--- Data for this task ---
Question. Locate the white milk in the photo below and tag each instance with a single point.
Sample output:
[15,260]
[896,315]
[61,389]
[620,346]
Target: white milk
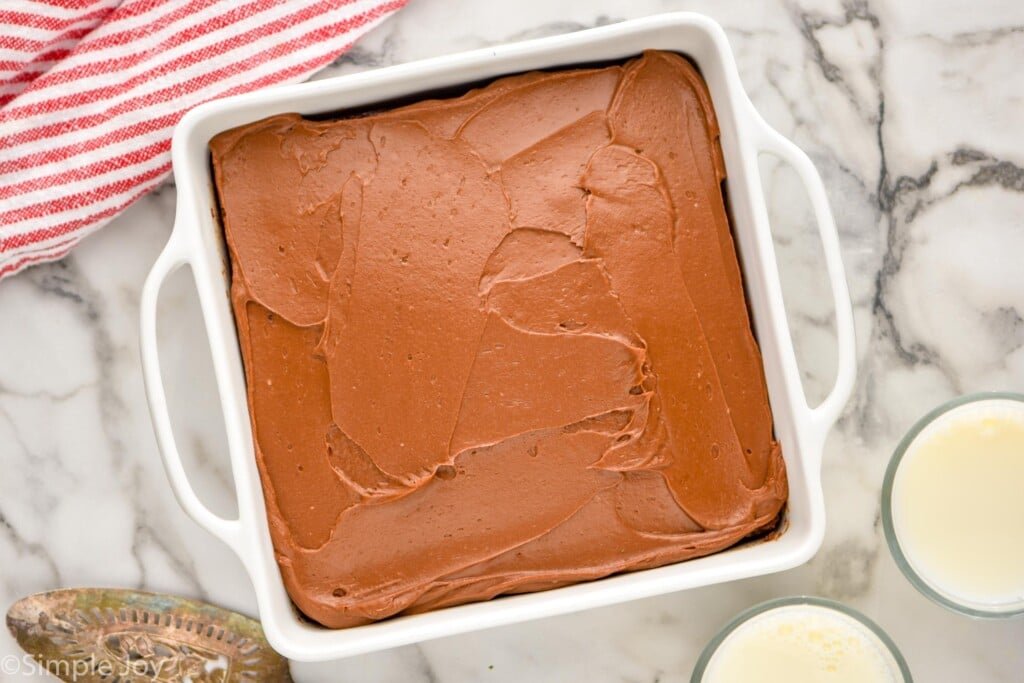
[802,644]
[957,505]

--- Exercise goal ---
Reproduce every entry exactly, but omit each picture.

--- Answer box ---
Question. Locate the white milk in the photo below and tag each instance with a single point.
Sample output:
[15,260]
[896,315]
[61,389]
[620,346]
Target: white milk
[802,644]
[957,505]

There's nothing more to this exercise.